Tasks for this exercise
a. Please transcribe the article on NHS operation charges from "Crayford added: ‘Medicine" up to and including "used are restricted.".
b. In the article on NHS operation charges, which two operations does Crayford cite as examples of relatively ineffective treatments?

Given text
BEGIN

‘There should be no question of making patients pay for operations that are considered essential by their doctor or consultant,’ insisted UNISON head of Health, Karen Jennings yesterday.
Jennings was responding to a suggestion from NHS boss Dr Tim Crayford, president of the Association of Directors of Public Health, that most NHS prescription charges in England should be scrapped and instead ‘minor operations’ should be paid for.
Jennings added to News Line: ‘No one would choose to have their tonsils removed or have a hysterectomy if it wasn’t necessary to give them a better quality of life.
‘Making people pay for some operations would undermine the foundation stone of the NHS – that it should be free at the point of use and based on need not ability to pay.
‘That is what we pay our taxes for.’
Citing tonsil removal and varicose vein surgery as examples, Crayford, said: ‘If NHS charges should be applied at all, they should be applied to relatively ineffective treatments.
He also suggested charging for more serious procedures, such as cataract surgery and hip replacement operations.
Crayford added: ‘Medicine and treatment that people need for health reasons should be free.
‘But where there’s little proof of clinical benefit, the use of such treatments would reduce more quickly if they had a price tag attached.’
Jonathan Fielden, chairman of the British Medical Association’s consultants committee, rejected charging for basic operations.
He said: ‘The NHS is already rationing procedures – cosmetic surgery is not carried out on the NHS, and the drugs which are used are restricted.
‘There needs to be a public debate about what a comprehensive NHS means, which services are available, and which aren’t.

END

[Natural language region descriptions]
BEGIN

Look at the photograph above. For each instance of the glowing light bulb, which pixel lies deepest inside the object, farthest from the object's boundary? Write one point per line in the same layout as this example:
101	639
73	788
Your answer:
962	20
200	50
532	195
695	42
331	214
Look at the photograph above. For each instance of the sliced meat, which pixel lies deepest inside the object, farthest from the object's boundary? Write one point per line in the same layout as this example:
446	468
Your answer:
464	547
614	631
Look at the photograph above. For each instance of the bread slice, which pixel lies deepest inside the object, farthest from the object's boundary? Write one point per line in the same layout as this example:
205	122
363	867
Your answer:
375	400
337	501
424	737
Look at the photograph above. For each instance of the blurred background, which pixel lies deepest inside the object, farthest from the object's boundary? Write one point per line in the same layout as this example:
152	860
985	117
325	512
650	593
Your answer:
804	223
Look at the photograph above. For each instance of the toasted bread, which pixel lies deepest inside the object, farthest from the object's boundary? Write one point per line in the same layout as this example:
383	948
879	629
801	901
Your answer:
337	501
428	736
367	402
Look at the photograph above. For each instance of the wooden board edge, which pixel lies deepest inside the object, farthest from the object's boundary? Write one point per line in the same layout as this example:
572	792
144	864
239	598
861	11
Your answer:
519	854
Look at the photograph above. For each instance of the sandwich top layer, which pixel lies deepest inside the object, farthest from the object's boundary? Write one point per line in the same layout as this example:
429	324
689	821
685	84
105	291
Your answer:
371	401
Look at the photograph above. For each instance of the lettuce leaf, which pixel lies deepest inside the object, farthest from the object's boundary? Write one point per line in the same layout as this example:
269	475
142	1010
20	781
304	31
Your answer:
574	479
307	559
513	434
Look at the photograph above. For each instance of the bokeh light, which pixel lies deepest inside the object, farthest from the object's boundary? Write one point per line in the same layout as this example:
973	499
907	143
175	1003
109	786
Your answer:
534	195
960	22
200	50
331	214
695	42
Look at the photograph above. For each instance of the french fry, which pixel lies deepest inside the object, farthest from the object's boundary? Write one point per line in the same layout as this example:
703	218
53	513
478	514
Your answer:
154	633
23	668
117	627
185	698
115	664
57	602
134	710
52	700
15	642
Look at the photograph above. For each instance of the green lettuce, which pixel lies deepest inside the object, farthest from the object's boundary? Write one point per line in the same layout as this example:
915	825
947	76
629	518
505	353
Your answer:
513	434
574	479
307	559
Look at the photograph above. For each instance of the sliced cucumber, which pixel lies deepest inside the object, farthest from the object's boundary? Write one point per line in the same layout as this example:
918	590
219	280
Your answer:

END

Expected results
a.
Crayford added: ‘Medicine and treatment that people need for health reasons should be free.
‘But where there’s little proof of clinical benefit, the use of such treatments would reduce more quickly if they had a price tag attached.’
Jonathan Fielden, chairman of the British Medical Association’s consultants committee, rejected charging for basic operations.
He said: ‘The NHS is already rationing procedures – cosmetic surgery is not carried out on the NHS, and the drugs which are used are restricted.

b. Tonsil removal and varicose vein surgery.